To do
Reproduce precisely the lines between the start of the data below and the line with "# locate the tile", both included.

Given data
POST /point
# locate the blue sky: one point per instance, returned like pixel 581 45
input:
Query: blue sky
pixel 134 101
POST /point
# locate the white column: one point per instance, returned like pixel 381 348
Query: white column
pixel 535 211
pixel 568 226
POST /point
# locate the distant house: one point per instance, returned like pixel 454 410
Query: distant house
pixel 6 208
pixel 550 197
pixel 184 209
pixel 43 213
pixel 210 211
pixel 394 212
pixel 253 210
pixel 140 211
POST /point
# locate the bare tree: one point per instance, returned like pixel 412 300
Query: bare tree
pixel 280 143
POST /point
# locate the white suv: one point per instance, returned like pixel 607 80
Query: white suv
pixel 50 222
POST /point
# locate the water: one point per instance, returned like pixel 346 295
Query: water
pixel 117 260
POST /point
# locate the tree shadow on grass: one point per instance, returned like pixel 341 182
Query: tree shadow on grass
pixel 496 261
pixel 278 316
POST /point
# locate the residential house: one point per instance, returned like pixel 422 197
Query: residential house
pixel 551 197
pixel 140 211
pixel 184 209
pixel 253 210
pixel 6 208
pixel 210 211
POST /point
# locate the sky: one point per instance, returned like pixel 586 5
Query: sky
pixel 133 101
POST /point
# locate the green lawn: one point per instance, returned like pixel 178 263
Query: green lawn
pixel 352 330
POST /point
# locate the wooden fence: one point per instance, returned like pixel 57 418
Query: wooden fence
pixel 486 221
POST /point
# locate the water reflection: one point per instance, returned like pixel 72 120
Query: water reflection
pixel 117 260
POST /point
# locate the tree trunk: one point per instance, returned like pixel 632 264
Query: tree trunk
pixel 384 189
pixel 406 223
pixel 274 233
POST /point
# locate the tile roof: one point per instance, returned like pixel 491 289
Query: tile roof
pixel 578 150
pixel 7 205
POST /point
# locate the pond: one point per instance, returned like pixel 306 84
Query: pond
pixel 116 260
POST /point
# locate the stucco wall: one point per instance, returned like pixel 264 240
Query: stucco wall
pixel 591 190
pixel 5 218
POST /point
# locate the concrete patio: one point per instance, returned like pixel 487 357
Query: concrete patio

Final answer
POST /point
# locate the blue sky: one point per instance, returned like pixel 581 45
input:
Query: blue sky
pixel 134 101
POST /point
# locate the white column: one point per instance, returned like pixel 381 348
Query: white column
pixel 535 211
pixel 568 226
POST /point
# locate the distant house: one point per instance, returned like pixel 454 410
Query: distant house
pixel 6 208
pixel 550 197
pixel 184 209
pixel 43 213
pixel 210 211
pixel 394 212
pixel 253 210
pixel 140 211
POST /point
# locate the bare tree: one point per instance, returned like pixel 412 300
Query: bare tree
pixel 280 143
POST /point
# locate the white suv: one point per instance, returned like pixel 607 80
Query: white suv
pixel 50 222
POST /point
# locate the water: one point per instance, returned like pixel 346 295
Query: water
pixel 117 260
POST /point
# locate the tree shadow on grass: one point per instance, returned like pixel 341 182
Query: tree shadow on grass
pixel 496 261
pixel 278 316
POST /point
# locate the residential house: one point per instance, returned like pixel 422 197
Query: residential house
pixel 551 197
pixel 140 211
pixel 184 209
pixel 253 210
pixel 6 208
pixel 210 211
POST /point
# locate the sky: one point per instance, returned like pixel 586 5
Query: sky
pixel 133 101
POST /point
# locate the green lawn: one point per instance, returned like pixel 178 263
Query: green lawn
pixel 352 330
POST /point
# locate the wooden fence: one point per instance, returned like pixel 57 418
Query: wooden fence
pixel 486 221
POST /point
# locate the water reflection: one point per instance, returned like pixel 72 120
Query: water reflection
pixel 117 260
POST /point
# locate the tree trunk: one point per instance, returned like pixel 632 264
Query: tree trunk
pixel 384 189
pixel 406 223
pixel 274 233
POST /point
# locate the tile roof: one point per instance, returned like pixel 491 289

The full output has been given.